Et les gens qui voudraient nous faire croire, que des horreurs pareilles sont de l’ordre du privé… Si j’étais vous je me questionnerais sur ces gens. Que font-ils, eux, dans leur vie privée ? La même chose, peut-être…

 

Le sport m’écœure, le handball m’écœure, tout m’écœure à l’heure actuelle.

 

https://www.lemonde.fr/sport/article/2023/01/25/bruno-martini-ex-gardien-de-l-equipe-de-france-de-handball-poursuivi-pour-corruption-de-mineur-et-detention-d-images-pedopornographiques_6159212_3242.html

 


samedi 3 décembre 2022

Samedi 03 décembre 2022

 

Ce monde n'est pas fait pour les victimes de viol.
Il faut avancer, toujours... Pas le temps d'appuyer sur pause.

On te juge sur ton comportement, ta façon d'être, ta manière de t'habiller, alors qu'on ignore tout de ta vie.

Et peut-être que ton comportement, tes vêtements et tout le reste, sont justement liés à tes traumatismes...

Mais personne ne parle de ça.

On n'est pas censé en parler. On n'est même pas censé le montrer.

La vie doit continuer, le monde doit avancer.
Et toi aussi, tu dois continuer, avancer...

Parce qu'il faut jouer le rôle. Et ici, chacun joue le sien.

Il n'y a pas la place pour le traumatisme, pas le temps d'expliquer son état. C'est du privé, ça ne regarde personne.

Et pourtant, ça définit une partie de notre vie, au jour le jour...

Il y a des jours où ça va, et d'autres où ça ne va pas.
Ça change souvent, ça change tout le temps... Parce que c'est comme ça, en vrai, la vie d'une personne violée.

Aujourd'hui peut-être, c'était une mauvaise journée parce que tu as eu des cauchemars, des flash-back... Et donc tu a été moins attentive à ce qui se passe autour, plus fermée, tu avais l'air moins sympathique.

Mais en société, il faut tout donner, être ok tout le temps, ne pas s'arrêter, continuer, et faire comme si... C'est ce qu'on demande à tout le monde, donc on te le demande à toi aussi.

Et il paraît que tout le monde y arrive, donc tu devrais y arriver aussi.

Si ça ne va pas, il faut savoir passer à autre chose. Comme en un claquement de doigts.
Si tu ne sais pas le faire, c'est que tu es définitivement trop faible, ou bien flemmarde.

Quand tu ne t'en sors pas, l'échec vient forcément de toi.

Alors que le principe du traumatisme, c'est qu'il revient, il te hante. Et passer à autre chose est la pire des solutions.
Faire comme si est la pire des choses...

Et il faut, pourtant, être bien habillé, bien coiffé, et toujours de bonne humeur, sociable, et puis productif aussi.
Parce que c'est important.
*-*-*
§ **Consigne écrite a**: Recopiez les entrées depuis leur début jusqu'à la ligne contenant « 289], [23, 329]] » incluse, en remplaçant « white entry door » par « red front door » et sans rien modifier d'autre.
Les entrées suivantes n'ont aucun lien avec l'extrait.

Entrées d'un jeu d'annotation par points
*-*-*
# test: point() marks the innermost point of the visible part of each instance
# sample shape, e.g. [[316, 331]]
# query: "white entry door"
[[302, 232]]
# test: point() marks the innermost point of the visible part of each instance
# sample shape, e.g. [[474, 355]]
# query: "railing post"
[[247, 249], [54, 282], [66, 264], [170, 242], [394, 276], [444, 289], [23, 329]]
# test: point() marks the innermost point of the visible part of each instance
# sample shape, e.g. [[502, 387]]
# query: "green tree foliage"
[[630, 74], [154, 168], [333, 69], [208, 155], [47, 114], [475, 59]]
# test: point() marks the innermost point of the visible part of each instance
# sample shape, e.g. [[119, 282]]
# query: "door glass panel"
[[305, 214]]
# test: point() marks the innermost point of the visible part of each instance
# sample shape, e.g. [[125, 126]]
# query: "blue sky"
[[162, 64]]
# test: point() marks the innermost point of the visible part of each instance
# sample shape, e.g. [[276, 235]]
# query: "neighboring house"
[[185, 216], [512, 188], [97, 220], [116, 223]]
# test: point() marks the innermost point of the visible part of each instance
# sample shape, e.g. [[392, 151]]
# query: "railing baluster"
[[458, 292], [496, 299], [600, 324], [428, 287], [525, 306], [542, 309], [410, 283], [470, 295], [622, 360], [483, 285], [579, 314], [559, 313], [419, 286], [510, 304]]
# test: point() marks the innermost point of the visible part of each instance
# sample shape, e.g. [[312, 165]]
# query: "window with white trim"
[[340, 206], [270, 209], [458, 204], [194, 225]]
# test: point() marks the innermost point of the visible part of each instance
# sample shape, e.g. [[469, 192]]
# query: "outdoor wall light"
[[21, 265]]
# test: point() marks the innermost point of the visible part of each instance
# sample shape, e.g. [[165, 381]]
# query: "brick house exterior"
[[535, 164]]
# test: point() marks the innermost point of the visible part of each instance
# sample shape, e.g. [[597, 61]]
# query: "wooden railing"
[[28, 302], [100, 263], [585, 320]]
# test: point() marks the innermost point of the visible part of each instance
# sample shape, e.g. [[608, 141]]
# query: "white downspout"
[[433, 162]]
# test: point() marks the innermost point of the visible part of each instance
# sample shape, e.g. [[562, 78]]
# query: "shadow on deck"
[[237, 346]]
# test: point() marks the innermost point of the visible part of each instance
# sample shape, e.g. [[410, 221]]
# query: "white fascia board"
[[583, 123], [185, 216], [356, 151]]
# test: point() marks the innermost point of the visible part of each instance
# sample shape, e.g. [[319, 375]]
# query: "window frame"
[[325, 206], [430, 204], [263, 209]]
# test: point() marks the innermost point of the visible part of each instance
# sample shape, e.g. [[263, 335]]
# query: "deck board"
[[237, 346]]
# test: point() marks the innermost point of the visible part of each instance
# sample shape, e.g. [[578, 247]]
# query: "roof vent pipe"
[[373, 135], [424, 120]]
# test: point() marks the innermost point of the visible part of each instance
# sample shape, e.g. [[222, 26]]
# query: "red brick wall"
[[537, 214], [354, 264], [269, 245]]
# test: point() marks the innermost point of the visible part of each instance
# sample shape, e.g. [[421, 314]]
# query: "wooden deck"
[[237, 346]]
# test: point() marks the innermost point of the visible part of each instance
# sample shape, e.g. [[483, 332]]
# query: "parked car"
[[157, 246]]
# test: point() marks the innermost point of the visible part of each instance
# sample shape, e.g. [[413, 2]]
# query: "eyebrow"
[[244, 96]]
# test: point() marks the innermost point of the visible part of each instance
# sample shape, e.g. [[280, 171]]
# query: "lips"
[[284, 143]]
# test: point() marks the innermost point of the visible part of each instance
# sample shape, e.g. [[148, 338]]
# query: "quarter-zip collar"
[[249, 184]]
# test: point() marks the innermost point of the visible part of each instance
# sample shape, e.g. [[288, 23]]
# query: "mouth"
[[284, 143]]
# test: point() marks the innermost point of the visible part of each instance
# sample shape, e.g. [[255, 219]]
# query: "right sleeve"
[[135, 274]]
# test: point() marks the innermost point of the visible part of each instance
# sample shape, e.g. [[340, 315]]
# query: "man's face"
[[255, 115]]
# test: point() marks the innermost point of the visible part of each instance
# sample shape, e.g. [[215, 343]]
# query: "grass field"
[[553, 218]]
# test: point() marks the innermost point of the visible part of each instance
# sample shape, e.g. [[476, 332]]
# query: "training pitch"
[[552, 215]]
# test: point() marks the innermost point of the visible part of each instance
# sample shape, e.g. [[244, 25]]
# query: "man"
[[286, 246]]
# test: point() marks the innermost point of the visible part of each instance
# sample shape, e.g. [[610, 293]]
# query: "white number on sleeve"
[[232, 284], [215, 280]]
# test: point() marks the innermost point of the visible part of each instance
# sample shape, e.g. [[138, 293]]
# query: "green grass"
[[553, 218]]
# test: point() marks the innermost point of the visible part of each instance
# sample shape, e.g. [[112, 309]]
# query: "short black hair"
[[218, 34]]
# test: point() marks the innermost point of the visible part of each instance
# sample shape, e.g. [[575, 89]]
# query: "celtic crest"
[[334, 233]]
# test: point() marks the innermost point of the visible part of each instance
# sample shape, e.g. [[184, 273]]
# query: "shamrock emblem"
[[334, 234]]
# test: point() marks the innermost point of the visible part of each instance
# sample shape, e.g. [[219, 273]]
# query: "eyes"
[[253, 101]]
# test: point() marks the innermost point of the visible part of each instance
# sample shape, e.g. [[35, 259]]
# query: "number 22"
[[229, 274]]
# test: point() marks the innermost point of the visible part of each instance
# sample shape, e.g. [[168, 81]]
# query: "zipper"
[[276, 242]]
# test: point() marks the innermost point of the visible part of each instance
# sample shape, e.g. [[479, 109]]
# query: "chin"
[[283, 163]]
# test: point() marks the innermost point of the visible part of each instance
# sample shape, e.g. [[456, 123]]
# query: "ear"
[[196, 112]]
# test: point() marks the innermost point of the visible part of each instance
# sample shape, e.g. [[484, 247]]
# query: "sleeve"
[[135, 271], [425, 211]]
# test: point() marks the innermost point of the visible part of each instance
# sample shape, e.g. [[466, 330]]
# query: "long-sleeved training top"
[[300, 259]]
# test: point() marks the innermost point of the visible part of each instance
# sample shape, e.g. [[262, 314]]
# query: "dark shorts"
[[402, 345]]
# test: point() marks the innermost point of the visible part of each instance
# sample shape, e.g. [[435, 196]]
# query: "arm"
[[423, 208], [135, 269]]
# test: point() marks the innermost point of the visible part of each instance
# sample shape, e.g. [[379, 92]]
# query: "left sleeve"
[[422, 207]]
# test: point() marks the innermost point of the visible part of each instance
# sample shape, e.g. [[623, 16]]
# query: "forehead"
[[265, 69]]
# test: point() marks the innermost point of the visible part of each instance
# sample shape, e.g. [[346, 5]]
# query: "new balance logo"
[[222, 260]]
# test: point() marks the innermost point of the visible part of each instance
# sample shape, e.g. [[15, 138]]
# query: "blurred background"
*-*-*
§ **Consigne écrite b**: D'après l'extrait, quel est le principe du traumatisme ?

§ **Réponse complète a**:
# test: point() marks the innermost point of the visible part of each instance
# sample shape, e.g. [[316, 331]]
# query: "red front door"
[[302, 232]]
# test: point() marks the innermost point of the visible part of each instance
# sample shape, e.g. [[474, 355]]
# query: "railing post"
[[247, 249], [54, 282], [66, 264], [170, 242], [394, 276], [444, 289], [23, 329]]

§ **Réponse complète b**: Il revient, il te hante.